● WORK TO COMPLETE
Scale the entries between the line holding "Highlight ford thunderbird." and the line holding "left=31, top=84, right=41, bottom=94", inclusive, and give only those lines, requests included. Multiply every box coordinate in the answers by 1.85 and round each result to a whole number, with halves rounded up.

::: EXERCISE INPUTS

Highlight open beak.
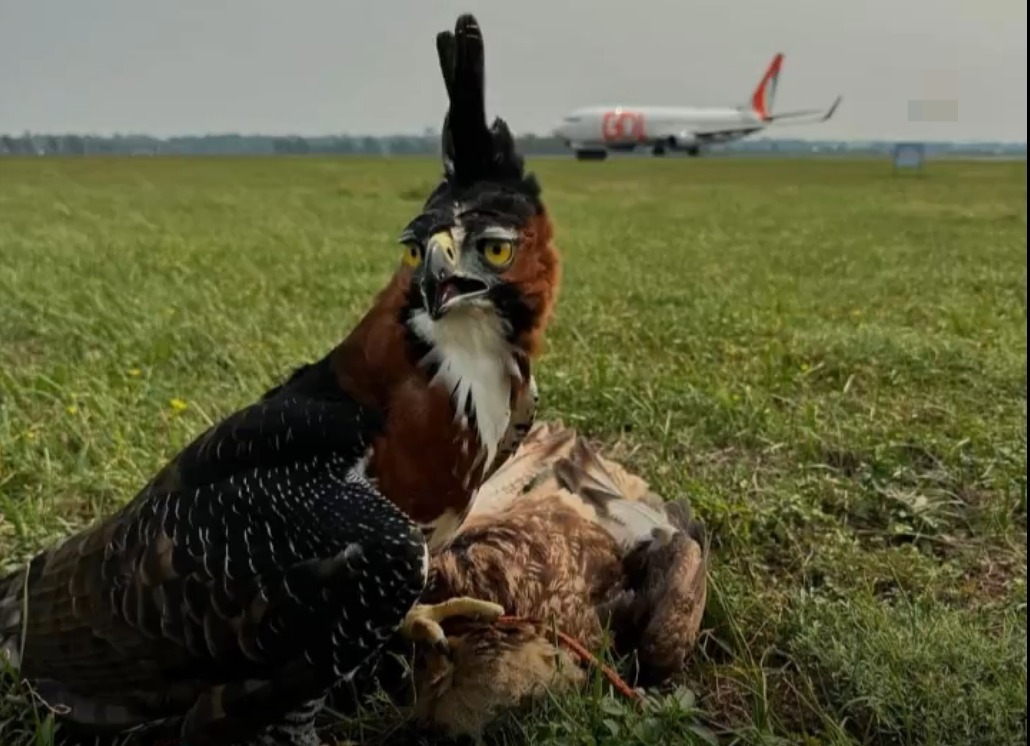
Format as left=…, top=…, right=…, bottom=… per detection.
left=420, top=241, right=487, bottom=320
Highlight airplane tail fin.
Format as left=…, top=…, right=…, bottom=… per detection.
left=751, top=53, right=783, bottom=120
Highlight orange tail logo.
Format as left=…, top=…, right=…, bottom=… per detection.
left=751, top=54, right=783, bottom=120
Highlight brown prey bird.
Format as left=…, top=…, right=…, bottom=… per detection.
left=356, top=422, right=708, bottom=738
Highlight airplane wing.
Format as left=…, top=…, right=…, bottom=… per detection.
left=765, top=96, right=844, bottom=124
left=680, top=96, right=843, bottom=144
left=680, top=127, right=762, bottom=144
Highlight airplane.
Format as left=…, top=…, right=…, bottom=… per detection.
left=554, top=53, right=842, bottom=161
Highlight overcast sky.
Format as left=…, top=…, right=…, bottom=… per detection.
left=0, top=0, right=1027, bottom=141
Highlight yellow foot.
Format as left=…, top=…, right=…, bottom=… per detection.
left=401, top=596, right=505, bottom=655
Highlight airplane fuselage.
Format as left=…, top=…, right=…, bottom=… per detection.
left=554, top=54, right=840, bottom=159
left=555, top=105, right=764, bottom=151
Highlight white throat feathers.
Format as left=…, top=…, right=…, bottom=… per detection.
left=408, top=305, right=521, bottom=468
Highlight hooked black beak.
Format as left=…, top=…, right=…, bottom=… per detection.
left=420, top=242, right=487, bottom=320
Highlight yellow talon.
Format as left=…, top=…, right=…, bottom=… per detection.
left=401, top=596, right=505, bottom=655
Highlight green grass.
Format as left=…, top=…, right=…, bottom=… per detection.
left=0, top=154, right=1027, bottom=745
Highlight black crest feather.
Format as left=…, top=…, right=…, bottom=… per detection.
left=437, top=13, right=540, bottom=205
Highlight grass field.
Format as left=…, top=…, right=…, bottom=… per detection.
left=0, top=154, right=1027, bottom=746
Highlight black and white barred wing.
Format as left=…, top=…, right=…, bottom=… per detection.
left=1, top=455, right=427, bottom=736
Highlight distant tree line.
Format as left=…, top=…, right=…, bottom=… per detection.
left=0, top=130, right=1026, bottom=158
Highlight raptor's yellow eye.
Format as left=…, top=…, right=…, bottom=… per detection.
left=401, top=242, right=422, bottom=267
left=482, top=238, right=515, bottom=267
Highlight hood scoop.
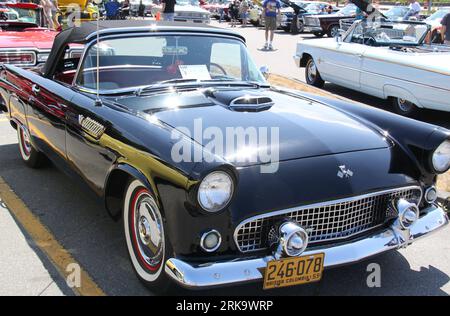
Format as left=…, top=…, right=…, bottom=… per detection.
left=204, top=89, right=275, bottom=112
left=229, top=96, right=274, bottom=112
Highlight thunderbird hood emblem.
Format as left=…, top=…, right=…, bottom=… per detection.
left=337, top=165, right=353, bottom=179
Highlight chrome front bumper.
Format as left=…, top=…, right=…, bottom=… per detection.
left=165, top=205, right=449, bottom=288
left=303, top=25, right=323, bottom=33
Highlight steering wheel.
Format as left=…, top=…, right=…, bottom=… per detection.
left=364, top=37, right=377, bottom=46
left=209, top=63, right=228, bottom=76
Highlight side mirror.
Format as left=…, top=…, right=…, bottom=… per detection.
left=259, top=66, right=270, bottom=79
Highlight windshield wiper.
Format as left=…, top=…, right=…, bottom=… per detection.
left=135, top=76, right=269, bottom=96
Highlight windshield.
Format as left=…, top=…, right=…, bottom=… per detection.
left=0, top=6, right=39, bottom=25
left=77, top=35, right=265, bottom=90
left=177, top=0, right=198, bottom=5
left=349, top=22, right=428, bottom=46
left=292, top=1, right=309, bottom=9
left=427, top=9, right=450, bottom=21
left=384, top=7, right=409, bottom=19
left=305, top=3, right=325, bottom=13
left=338, top=4, right=357, bottom=15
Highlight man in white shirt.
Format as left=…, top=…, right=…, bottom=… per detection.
left=403, top=0, right=422, bottom=20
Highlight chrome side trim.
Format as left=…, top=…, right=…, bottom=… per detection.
left=233, top=185, right=423, bottom=252
left=165, top=205, right=449, bottom=289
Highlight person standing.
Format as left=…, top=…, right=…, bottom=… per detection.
left=50, top=0, right=61, bottom=31
left=161, top=0, right=177, bottom=21
left=40, top=0, right=54, bottom=29
left=403, top=0, right=422, bottom=20
left=239, top=0, right=249, bottom=27
left=263, top=0, right=281, bottom=50
left=441, top=13, right=450, bottom=45
left=228, top=0, right=239, bottom=27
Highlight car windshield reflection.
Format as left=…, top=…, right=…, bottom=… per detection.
left=346, top=21, right=428, bottom=46
left=77, top=35, right=266, bottom=93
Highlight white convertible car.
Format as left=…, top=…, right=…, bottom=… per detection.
left=294, top=20, right=450, bottom=116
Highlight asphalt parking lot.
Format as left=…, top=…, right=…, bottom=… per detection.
left=0, top=23, right=450, bottom=295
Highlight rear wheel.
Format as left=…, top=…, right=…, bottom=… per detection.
left=392, top=98, right=418, bottom=117
left=305, top=57, right=325, bottom=88
left=123, top=180, right=173, bottom=293
left=297, top=21, right=305, bottom=33
left=17, top=124, right=45, bottom=168
left=327, top=25, right=339, bottom=37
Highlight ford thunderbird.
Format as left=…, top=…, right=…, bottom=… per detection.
left=0, top=2, right=57, bottom=67
left=0, top=21, right=450, bottom=291
left=294, top=16, right=450, bottom=116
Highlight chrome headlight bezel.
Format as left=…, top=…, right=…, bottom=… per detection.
left=431, top=139, right=450, bottom=174
left=197, top=170, right=235, bottom=213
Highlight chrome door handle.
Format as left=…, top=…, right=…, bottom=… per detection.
left=31, top=84, right=41, bottom=94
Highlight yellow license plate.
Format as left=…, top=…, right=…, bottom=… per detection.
left=264, top=253, right=325, bottom=290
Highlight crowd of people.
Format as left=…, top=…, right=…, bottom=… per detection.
left=6, top=0, right=450, bottom=50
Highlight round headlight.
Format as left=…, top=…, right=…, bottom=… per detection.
left=432, top=140, right=450, bottom=173
left=198, top=171, right=234, bottom=212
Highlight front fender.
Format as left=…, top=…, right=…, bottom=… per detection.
left=383, top=84, right=423, bottom=108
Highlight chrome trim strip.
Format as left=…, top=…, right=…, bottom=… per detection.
left=233, top=185, right=423, bottom=253
left=165, top=205, right=449, bottom=289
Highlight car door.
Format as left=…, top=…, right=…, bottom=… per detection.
left=5, top=67, right=74, bottom=167
left=316, top=40, right=366, bottom=89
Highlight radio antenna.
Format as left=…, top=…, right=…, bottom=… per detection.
left=94, top=0, right=102, bottom=106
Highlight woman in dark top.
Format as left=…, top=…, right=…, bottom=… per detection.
left=228, top=0, right=240, bottom=27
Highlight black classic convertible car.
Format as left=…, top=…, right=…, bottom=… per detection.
left=0, top=21, right=450, bottom=291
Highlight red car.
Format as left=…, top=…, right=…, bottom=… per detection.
left=0, top=3, right=57, bottom=67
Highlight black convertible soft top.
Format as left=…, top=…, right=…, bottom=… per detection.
left=43, top=20, right=245, bottom=78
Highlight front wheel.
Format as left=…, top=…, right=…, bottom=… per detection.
left=313, top=32, right=324, bottom=37
left=327, top=25, right=339, bottom=37
left=305, top=57, right=325, bottom=88
left=392, top=98, right=418, bottom=117
left=123, top=180, right=173, bottom=293
left=17, top=125, right=45, bottom=168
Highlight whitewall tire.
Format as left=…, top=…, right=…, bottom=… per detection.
left=123, top=180, right=172, bottom=291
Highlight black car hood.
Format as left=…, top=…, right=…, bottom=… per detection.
left=123, top=90, right=389, bottom=166
left=350, top=0, right=376, bottom=14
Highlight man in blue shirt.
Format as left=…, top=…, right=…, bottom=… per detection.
left=263, top=0, right=281, bottom=50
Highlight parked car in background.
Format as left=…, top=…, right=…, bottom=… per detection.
left=295, top=20, right=450, bottom=116
left=200, top=0, right=231, bottom=21
left=383, top=6, right=409, bottom=21
left=152, top=0, right=211, bottom=24
left=303, top=3, right=357, bottom=37
left=281, top=1, right=339, bottom=33
left=0, top=3, right=57, bottom=67
left=130, top=0, right=156, bottom=16
left=249, top=0, right=289, bottom=28
left=425, top=8, right=450, bottom=44
left=0, top=20, right=450, bottom=292
left=58, top=0, right=100, bottom=26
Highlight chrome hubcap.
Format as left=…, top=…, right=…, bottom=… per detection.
left=397, top=99, right=413, bottom=112
left=134, top=196, right=164, bottom=266
left=308, top=61, right=317, bottom=82
left=330, top=27, right=339, bottom=37
left=21, top=126, right=31, bottom=155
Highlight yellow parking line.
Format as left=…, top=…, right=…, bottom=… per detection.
left=0, top=177, right=105, bottom=296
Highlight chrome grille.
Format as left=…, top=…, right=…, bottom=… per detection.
left=234, top=186, right=422, bottom=252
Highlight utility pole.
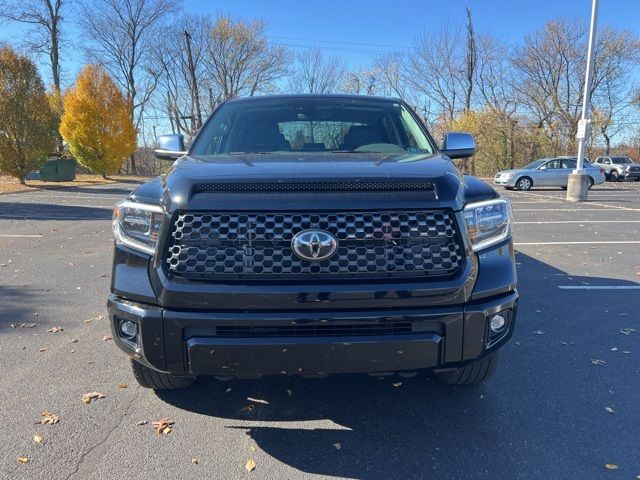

::::::

● FINAL RESULT
Highlight ford thunderbird.
Format as left=…, top=…, right=…, bottom=… per detection.
left=0, top=4, right=105, bottom=124
left=0, top=39, right=833, bottom=538
left=544, top=30, right=833, bottom=215
Highlight chrome headlight bezel.
Format as left=…, top=…, right=…, bottom=… per detection.
left=797, top=257, right=833, bottom=322
left=364, top=315, right=435, bottom=394
Highlight chrome door handle.
Format as left=…, top=…, right=…, bottom=… per detection.
left=57, top=155, right=76, bottom=174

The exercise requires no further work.